Natural language region descriptions:
::::::::

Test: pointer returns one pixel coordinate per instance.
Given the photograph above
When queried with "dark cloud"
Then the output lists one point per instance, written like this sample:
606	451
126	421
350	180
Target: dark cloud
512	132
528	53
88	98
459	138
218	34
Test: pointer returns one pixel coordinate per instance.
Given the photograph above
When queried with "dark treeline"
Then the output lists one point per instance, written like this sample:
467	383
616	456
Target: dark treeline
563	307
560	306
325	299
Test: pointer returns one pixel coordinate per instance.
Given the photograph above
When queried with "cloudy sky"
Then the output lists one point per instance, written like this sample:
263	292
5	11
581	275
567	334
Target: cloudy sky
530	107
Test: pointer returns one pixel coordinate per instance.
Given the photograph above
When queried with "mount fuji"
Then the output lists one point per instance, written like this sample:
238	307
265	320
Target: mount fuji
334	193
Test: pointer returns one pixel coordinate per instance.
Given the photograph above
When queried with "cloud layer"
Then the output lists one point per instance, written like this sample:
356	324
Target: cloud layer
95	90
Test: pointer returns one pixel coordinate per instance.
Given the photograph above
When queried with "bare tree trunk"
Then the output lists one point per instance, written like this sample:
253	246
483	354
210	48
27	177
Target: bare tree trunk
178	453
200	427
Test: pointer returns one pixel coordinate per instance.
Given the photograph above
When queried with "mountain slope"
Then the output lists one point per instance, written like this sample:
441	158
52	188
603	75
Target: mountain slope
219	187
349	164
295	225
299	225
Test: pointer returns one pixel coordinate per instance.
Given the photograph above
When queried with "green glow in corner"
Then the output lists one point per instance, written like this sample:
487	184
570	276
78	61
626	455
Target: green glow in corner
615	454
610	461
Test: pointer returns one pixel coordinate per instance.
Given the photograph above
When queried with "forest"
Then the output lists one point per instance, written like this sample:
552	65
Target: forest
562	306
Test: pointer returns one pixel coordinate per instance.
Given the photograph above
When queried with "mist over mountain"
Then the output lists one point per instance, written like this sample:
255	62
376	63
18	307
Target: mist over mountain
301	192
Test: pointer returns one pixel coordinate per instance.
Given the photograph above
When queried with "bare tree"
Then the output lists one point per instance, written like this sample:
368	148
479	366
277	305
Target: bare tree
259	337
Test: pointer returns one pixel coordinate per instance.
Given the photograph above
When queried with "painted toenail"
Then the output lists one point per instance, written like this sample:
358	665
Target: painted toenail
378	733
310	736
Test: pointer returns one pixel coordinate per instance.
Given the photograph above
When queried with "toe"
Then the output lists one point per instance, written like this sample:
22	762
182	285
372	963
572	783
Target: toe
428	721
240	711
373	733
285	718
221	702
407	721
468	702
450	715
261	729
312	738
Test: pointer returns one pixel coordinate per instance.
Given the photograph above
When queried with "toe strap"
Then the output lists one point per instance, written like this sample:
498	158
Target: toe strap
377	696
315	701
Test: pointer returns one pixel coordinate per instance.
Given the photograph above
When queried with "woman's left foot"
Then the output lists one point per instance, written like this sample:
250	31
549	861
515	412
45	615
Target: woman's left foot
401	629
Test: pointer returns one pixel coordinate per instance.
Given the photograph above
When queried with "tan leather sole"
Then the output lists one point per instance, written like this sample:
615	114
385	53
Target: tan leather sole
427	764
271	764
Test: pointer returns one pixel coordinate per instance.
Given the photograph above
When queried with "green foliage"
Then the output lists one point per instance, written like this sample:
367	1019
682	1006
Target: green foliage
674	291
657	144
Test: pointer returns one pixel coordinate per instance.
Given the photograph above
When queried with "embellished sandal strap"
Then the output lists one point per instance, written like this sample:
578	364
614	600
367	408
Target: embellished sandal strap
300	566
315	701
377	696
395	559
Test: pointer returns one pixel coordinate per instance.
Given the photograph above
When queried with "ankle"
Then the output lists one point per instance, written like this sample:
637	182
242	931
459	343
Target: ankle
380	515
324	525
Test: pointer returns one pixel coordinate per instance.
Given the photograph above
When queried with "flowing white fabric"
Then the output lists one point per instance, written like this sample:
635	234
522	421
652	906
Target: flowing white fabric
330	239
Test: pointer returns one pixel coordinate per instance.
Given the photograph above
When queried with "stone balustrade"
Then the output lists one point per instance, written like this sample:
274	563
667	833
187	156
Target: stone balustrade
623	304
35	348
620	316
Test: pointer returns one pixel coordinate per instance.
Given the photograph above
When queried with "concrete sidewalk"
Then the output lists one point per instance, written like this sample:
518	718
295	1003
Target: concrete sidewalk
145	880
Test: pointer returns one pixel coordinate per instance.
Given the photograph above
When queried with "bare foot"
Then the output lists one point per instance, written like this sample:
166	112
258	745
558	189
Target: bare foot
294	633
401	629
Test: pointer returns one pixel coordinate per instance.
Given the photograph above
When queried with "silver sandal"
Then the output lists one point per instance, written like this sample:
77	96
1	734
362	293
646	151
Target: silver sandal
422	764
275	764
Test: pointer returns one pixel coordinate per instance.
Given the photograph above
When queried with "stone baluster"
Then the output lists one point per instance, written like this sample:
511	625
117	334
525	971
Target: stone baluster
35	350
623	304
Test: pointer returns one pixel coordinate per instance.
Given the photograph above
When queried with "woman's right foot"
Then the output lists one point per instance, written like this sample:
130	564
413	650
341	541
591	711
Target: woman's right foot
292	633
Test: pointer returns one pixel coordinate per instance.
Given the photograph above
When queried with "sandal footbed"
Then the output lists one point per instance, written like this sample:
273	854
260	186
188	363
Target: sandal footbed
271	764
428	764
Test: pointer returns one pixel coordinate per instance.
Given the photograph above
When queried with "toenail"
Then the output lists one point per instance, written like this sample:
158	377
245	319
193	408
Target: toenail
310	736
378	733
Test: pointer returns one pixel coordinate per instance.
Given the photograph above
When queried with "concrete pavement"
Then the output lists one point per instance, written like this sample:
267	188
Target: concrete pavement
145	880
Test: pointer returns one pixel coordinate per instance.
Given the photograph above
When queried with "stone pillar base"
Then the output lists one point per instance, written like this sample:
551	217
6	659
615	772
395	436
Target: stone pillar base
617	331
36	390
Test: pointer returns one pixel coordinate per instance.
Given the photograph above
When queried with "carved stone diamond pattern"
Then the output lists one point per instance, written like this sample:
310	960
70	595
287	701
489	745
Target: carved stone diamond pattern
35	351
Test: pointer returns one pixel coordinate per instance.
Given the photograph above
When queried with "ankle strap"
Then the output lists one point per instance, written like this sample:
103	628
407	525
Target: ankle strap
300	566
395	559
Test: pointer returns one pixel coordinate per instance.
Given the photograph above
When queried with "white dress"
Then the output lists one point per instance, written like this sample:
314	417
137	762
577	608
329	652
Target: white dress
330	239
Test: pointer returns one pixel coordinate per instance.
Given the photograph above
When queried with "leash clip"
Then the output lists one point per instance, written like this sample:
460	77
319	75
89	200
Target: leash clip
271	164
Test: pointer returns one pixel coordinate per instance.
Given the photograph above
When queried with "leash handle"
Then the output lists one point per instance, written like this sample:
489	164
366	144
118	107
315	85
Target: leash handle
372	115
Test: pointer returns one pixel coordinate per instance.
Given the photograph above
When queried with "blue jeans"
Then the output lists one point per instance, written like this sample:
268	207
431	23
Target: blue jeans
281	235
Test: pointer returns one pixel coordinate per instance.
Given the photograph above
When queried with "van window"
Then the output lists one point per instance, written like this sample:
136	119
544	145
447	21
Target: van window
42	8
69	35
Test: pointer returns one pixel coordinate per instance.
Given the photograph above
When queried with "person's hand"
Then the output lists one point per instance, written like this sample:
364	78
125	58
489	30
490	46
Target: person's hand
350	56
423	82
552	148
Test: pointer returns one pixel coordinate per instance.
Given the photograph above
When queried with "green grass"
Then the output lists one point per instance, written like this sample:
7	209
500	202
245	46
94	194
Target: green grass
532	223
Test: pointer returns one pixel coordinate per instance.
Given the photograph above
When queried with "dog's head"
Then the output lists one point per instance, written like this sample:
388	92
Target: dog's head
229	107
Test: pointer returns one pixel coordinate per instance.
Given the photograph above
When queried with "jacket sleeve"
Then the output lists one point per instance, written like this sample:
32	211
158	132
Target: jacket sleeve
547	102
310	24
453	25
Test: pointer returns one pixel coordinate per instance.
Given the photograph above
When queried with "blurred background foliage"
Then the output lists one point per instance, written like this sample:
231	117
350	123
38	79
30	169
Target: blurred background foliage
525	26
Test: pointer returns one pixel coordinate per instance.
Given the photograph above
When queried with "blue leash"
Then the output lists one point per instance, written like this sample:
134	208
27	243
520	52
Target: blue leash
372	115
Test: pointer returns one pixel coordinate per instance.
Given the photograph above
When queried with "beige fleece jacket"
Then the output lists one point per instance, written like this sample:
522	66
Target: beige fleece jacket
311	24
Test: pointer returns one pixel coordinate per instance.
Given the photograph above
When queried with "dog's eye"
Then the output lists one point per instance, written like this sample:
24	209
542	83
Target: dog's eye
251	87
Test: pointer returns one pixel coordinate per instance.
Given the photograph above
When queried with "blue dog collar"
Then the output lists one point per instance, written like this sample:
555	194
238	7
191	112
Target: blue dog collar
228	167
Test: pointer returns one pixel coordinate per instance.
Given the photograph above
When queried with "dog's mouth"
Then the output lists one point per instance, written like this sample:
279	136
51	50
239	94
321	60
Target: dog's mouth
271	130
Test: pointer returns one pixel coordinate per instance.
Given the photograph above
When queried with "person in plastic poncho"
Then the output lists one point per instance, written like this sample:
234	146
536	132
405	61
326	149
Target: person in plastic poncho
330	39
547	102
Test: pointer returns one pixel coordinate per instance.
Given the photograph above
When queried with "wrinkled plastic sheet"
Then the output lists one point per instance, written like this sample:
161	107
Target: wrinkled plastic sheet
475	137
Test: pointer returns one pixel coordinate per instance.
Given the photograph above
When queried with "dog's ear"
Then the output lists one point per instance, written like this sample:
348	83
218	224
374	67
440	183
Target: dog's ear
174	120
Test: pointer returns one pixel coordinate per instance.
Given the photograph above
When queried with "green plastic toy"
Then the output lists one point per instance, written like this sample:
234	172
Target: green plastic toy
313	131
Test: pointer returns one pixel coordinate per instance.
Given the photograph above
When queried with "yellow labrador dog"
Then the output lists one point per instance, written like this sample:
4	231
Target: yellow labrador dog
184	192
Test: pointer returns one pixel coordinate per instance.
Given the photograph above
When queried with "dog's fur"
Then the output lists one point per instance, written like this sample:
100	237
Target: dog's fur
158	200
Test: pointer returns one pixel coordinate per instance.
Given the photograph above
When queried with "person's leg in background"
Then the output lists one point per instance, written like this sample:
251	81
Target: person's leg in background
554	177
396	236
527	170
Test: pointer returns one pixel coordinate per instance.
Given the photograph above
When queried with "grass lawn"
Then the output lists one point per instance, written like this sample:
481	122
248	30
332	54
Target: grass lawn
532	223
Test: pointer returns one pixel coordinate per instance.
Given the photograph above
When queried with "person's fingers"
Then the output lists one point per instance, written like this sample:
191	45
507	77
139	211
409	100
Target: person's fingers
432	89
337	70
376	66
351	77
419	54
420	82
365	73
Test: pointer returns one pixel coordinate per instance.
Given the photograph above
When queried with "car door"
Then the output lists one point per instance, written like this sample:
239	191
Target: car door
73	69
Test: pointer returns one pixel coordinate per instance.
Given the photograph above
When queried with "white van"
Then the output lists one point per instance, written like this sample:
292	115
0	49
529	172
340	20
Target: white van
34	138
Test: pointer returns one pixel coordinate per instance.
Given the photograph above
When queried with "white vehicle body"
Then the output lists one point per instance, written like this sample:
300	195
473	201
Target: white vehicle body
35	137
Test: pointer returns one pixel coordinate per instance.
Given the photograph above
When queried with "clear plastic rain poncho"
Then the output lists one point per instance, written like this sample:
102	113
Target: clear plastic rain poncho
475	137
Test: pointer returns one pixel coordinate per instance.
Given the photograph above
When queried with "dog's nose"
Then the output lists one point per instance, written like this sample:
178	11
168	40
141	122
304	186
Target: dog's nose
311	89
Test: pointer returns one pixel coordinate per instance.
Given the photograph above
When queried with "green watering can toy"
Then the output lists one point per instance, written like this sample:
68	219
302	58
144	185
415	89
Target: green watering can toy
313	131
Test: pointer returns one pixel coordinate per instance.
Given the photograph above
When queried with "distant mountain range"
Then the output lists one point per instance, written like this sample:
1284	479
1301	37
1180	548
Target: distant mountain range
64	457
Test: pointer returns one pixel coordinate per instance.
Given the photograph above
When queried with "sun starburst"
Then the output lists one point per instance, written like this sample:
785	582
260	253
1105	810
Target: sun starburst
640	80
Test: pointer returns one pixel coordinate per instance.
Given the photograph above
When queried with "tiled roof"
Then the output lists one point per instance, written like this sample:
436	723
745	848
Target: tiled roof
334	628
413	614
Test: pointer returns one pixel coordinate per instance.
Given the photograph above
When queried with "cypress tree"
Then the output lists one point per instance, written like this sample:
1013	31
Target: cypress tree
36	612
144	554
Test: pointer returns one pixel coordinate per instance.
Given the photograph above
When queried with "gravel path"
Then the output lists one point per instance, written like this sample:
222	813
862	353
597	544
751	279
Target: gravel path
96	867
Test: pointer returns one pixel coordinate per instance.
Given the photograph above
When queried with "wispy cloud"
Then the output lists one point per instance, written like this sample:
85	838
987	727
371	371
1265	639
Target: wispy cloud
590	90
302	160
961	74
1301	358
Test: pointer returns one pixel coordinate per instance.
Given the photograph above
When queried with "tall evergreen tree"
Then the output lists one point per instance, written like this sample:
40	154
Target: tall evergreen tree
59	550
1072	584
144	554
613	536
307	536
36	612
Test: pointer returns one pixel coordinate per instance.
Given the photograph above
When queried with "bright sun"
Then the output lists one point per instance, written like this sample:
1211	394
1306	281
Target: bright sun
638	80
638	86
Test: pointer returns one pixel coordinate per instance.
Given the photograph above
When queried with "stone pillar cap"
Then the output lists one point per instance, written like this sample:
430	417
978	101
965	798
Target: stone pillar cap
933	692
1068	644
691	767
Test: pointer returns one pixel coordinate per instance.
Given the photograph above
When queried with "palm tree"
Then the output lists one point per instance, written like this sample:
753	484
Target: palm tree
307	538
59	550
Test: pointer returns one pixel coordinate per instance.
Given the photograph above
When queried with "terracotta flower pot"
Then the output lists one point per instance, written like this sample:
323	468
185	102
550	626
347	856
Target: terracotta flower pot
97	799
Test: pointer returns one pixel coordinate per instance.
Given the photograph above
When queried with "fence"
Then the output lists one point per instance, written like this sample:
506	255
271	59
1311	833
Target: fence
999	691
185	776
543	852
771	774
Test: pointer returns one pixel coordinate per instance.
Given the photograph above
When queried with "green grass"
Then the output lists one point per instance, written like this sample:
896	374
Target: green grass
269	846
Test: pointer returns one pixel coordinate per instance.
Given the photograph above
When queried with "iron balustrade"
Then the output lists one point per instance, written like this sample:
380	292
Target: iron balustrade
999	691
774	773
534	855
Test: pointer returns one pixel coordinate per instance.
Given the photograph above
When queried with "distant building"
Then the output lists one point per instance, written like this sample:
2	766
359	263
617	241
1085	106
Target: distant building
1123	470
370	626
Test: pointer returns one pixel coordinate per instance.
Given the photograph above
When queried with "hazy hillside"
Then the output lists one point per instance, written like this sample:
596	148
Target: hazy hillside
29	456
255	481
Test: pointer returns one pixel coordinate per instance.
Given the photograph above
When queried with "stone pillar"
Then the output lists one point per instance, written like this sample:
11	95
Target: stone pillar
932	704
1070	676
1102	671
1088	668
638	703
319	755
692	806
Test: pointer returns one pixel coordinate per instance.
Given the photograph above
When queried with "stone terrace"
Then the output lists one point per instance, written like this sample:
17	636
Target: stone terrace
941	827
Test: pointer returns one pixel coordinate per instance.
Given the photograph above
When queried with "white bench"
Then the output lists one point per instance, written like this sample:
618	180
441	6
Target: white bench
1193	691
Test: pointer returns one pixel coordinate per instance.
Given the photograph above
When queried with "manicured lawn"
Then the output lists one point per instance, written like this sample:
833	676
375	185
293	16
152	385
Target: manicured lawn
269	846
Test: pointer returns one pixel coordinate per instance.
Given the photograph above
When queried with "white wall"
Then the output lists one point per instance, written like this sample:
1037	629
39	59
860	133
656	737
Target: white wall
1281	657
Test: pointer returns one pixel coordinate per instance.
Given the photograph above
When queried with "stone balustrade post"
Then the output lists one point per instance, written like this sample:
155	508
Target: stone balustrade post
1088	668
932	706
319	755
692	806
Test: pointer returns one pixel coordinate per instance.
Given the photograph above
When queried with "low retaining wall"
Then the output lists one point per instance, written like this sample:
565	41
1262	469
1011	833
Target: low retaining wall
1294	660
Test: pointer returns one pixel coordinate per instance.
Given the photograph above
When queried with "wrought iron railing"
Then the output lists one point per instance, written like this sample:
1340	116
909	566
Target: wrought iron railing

::::::::

Each line with the word "railing" in the records above belongs in the result; copy all of them.

When queried with "wrought iron railing"
Target: wrought iron railing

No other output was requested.